▸ Source document:

*** Begin section ***

Senator The Hon Robert Hill
Minister for Defence
Leader of the Government in the Senate
NATIONAL CONFERENCE OF THE DEFENCE LEGAL SERVICE
RAAF Williams, Victoria
Wednesday, 28 January 2004
(SPEECH DELIVERED BY THE PARLIAMENTARY SECRETARY TO THE MINISTER FOR DEFENCE, FRAN BAILEY, ON BEHALF OF SENATOR HILL)
Distinguished guests, ladies and gentlemen.
At the dawn service on Anzac Day last year, I had the honour to address ADF personnel on HMAS KANIMBLA in the Persian Gulf.
I understand that at least one legal officer was serving in KANIMBLA at that time.
In the course of my speech, I said that I was proud to join men and women of our Defence Force, who serve our nation as capably as any of their predecessors.
I also said that that there are many in uniform behind those on the front line who have also been crucial to our military success, and also behind them is a wider Defence organisation all of whom play an important role in success in operations overseas.
I appreciate the opportunity today to address The Defence Legal Service which may not get spontaneous recognition but which plays such an important role as part of the Defence team. Internationally, the ADF is highly respected. That is not only because it fights so capably but also because it fights to a background of values. These values include an acceptance of rules. The rule of law is a fundamental cornerstone of our society including the ADF as one of its principal institutions.

*** End section ***

▸ Supplied data:
*** Begin section ***

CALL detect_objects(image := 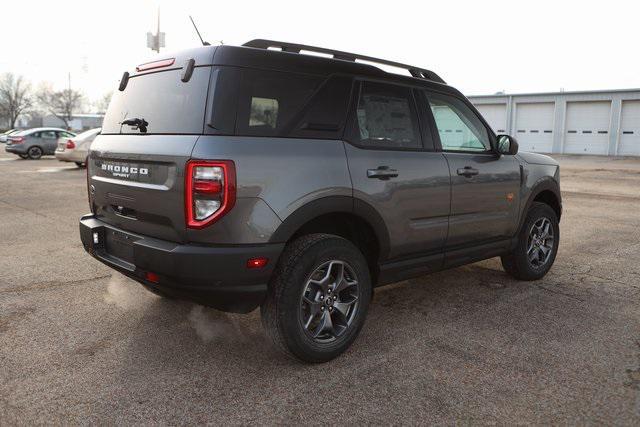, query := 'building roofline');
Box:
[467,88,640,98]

*** End section ***
*** Begin section ***

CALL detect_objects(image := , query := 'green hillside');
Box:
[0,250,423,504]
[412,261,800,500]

*** End section ***

▸ What you have to do: From the speech to the Defence Legal Service, extract the part that opens with "At the dawn" and closes with "in operations overseas.". The records have nothing to do with the speech.

▸ Response to this task:
At the dawn service on Anzac Day last year, I had the honour to address ADF personnel on HMAS KANIMBLA in the Persian Gulf.
I understand that at least one legal officer was serving in KANIMBLA at that time.
In the course of my speech, I said that I was proud to join men and women of our Defence Force, who serve our nation as capably as any of their predecessors.
I also said that that there are many in uniform behind those on the front line who have also been crucial to our military success, and also behind them is a wider Defence organisation all of whom play an important role in success in operations overseas.